═════ Available records
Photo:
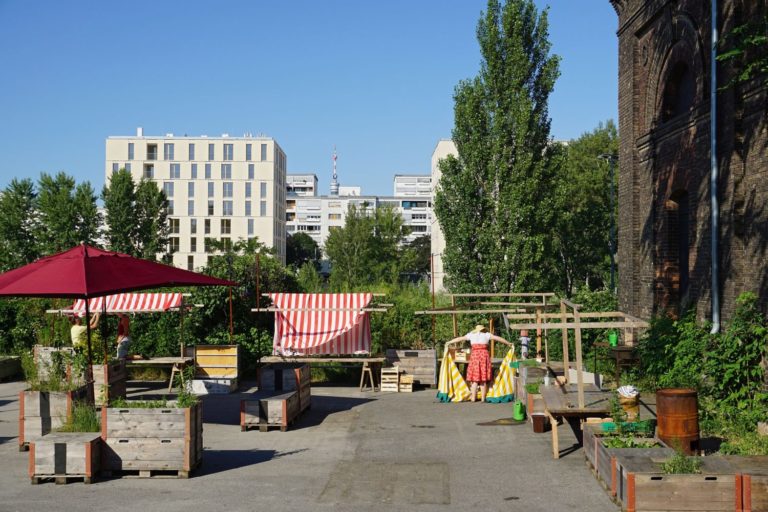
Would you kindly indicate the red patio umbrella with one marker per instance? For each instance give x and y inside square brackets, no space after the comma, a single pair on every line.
[84,272]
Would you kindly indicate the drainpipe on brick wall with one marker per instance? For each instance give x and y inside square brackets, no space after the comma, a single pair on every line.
[714,206]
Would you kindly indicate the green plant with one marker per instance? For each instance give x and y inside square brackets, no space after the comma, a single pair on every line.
[84,418]
[681,464]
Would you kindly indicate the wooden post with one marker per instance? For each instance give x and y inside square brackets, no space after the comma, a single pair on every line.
[579,376]
[453,316]
[566,363]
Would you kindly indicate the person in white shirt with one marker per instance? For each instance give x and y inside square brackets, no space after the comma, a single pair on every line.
[479,371]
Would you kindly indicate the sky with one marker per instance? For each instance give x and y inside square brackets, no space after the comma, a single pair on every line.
[373,78]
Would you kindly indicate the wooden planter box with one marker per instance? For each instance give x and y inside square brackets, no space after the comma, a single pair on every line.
[420,364]
[40,412]
[754,475]
[10,366]
[270,411]
[641,486]
[148,441]
[109,381]
[63,456]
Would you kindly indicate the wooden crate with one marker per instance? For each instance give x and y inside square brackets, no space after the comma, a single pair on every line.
[421,364]
[390,379]
[63,455]
[109,381]
[41,412]
[641,486]
[754,474]
[270,411]
[162,439]
[406,384]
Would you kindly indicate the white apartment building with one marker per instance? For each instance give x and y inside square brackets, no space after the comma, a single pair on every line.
[224,188]
[316,215]
[444,148]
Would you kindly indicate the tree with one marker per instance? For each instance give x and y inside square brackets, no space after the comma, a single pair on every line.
[136,216]
[582,226]
[494,201]
[301,248]
[18,204]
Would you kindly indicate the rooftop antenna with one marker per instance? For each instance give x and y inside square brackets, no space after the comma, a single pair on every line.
[334,182]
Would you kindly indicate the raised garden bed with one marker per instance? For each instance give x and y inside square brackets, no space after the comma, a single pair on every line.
[65,456]
[150,440]
[41,412]
[642,486]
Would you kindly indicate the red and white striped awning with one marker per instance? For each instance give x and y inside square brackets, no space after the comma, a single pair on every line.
[321,323]
[130,303]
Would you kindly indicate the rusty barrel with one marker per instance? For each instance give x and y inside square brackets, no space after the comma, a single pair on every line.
[677,417]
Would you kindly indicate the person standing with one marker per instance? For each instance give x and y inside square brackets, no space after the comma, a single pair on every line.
[479,371]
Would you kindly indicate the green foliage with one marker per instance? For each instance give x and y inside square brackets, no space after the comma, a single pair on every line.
[300,249]
[681,464]
[84,418]
[494,202]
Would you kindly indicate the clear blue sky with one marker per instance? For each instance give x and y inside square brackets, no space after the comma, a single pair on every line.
[374,78]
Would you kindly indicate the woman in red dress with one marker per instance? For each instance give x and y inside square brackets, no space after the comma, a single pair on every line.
[479,370]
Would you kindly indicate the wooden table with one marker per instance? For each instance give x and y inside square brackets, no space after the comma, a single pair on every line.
[371,366]
[561,402]
[176,364]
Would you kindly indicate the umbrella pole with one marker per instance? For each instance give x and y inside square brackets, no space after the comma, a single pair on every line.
[89,368]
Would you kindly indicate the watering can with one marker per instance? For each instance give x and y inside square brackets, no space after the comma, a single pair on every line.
[518,411]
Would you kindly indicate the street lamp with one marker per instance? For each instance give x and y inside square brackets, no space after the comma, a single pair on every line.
[611,158]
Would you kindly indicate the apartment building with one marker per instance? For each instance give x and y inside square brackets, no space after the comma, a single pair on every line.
[225,188]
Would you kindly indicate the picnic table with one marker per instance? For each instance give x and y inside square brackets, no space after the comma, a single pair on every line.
[176,364]
[561,402]
[371,366]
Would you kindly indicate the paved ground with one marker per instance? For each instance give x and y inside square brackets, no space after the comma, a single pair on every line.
[351,451]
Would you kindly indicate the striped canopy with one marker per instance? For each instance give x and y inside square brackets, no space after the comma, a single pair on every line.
[130,303]
[321,323]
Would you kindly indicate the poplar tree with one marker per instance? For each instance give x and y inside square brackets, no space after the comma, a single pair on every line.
[494,201]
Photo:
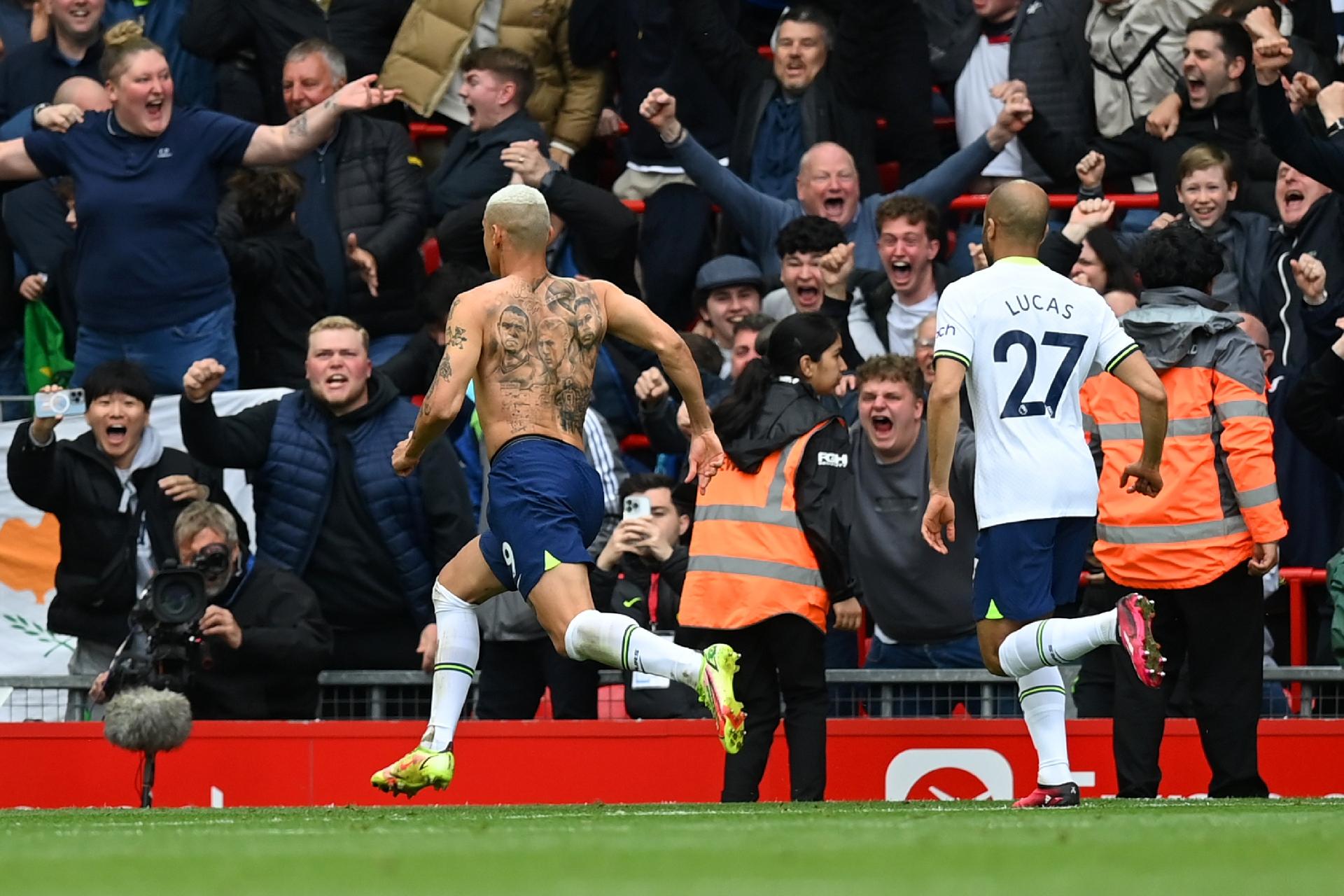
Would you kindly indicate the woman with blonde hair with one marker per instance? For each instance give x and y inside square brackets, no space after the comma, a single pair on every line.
[152,282]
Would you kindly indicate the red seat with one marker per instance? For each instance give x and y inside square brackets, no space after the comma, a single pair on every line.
[422,131]
[889,176]
[429,251]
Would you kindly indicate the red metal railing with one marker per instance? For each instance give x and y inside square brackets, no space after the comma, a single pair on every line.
[1297,580]
[976,202]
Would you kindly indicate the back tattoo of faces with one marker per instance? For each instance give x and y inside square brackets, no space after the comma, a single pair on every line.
[545,344]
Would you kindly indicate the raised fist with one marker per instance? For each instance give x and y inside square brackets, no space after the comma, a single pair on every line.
[1310,274]
[659,109]
[202,379]
[836,266]
[1091,169]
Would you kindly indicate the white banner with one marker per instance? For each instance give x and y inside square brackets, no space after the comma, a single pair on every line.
[30,547]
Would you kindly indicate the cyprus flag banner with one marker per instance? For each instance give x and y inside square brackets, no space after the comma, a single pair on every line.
[30,550]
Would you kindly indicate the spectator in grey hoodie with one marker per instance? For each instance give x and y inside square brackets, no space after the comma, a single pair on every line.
[920,602]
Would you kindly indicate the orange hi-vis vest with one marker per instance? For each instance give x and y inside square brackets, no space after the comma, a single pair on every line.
[1219,493]
[750,559]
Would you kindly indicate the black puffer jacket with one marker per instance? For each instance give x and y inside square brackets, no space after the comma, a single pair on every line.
[381,199]
[362,30]
[96,580]
[831,109]
[823,491]
[279,290]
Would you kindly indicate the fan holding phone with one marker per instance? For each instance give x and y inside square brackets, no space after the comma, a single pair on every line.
[640,574]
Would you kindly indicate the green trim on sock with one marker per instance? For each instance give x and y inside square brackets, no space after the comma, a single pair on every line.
[625,648]
[1038,690]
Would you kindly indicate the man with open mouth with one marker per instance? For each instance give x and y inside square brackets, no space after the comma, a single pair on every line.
[326,495]
[889,304]
[1301,330]
[1215,78]
[112,488]
[827,184]
[496,85]
[920,601]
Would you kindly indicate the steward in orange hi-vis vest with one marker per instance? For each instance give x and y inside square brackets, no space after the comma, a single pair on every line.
[769,556]
[1218,464]
[750,558]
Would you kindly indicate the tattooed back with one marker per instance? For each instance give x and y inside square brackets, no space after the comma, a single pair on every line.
[539,344]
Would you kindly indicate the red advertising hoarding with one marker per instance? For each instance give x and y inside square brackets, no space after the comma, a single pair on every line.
[316,763]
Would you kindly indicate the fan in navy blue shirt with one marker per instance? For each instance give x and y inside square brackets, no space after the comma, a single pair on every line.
[152,281]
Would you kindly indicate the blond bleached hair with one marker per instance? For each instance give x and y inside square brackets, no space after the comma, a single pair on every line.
[339,321]
[521,211]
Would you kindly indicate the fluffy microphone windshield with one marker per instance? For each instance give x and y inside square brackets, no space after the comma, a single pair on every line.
[147,720]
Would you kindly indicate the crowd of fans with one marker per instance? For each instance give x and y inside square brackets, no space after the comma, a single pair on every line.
[222,199]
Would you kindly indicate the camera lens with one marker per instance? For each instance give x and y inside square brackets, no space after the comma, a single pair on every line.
[178,597]
[175,599]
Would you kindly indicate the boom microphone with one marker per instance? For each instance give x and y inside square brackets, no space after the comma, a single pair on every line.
[147,720]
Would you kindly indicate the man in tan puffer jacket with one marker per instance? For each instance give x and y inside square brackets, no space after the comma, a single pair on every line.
[437,34]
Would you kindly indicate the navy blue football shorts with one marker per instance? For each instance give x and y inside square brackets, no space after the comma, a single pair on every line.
[543,508]
[1025,570]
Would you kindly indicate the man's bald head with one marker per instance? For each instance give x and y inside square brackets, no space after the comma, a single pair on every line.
[828,183]
[518,213]
[83,92]
[1015,219]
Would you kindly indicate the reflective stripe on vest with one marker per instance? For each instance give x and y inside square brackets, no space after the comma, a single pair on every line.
[1171,533]
[750,559]
[1190,426]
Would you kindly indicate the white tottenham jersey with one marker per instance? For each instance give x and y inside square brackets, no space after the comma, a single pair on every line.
[1028,337]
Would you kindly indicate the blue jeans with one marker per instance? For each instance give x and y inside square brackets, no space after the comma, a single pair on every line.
[927,700]
[13,379]
[166,352]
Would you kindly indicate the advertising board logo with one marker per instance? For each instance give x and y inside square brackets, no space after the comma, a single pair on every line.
[949,774]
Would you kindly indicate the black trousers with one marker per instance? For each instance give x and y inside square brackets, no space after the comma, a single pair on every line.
[1211,636]
[783,656]
[675,239]
[517,673]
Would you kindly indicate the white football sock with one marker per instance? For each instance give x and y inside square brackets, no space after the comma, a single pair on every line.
[617,641]
[1053,641]
[1042,696]
[454,666]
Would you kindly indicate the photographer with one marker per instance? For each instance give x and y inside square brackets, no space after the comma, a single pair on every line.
[265,640]
[116,492]
[640,574]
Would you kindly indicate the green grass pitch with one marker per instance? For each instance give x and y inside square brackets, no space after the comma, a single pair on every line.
[1105,846]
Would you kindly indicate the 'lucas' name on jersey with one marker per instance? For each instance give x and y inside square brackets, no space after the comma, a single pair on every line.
[1027,302]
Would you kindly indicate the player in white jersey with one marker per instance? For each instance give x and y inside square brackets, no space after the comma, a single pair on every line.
[1023,339]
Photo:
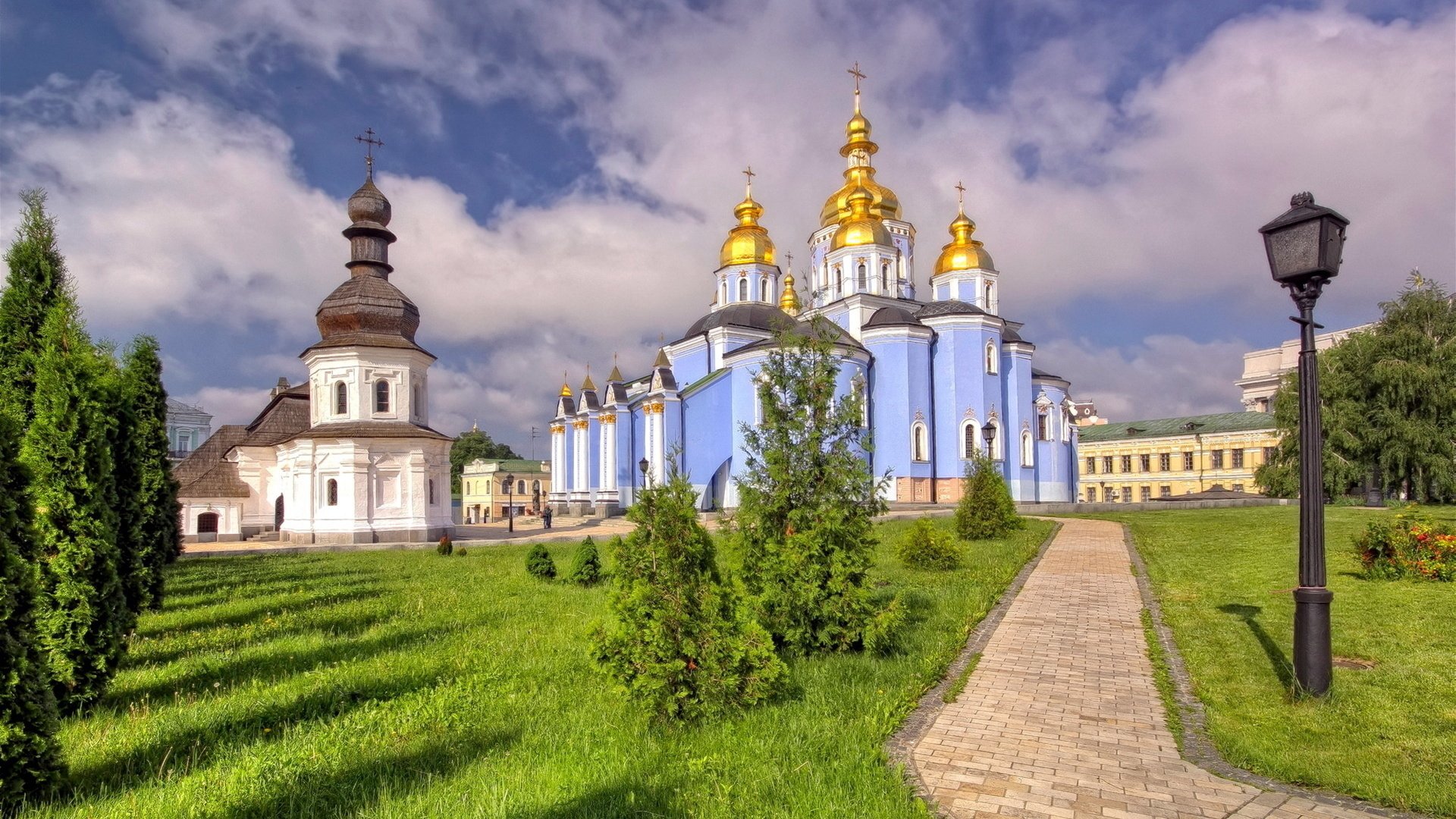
══════════
- _What you have to do_:
Locate every line of the material above that contains the word "advertising", and copy each of those lines. Case counts.

- _The response_:
Would you kindly indicate the red advertising hoarding with one marker per instance? For each instance give x and y inside square brackets, no space after the comma, a single pair on every line.
Would you kindly indicate the advertising board logo with one marker per instance? For each instance give x and y inside square brackets, no space after the comma, a single pair on every line.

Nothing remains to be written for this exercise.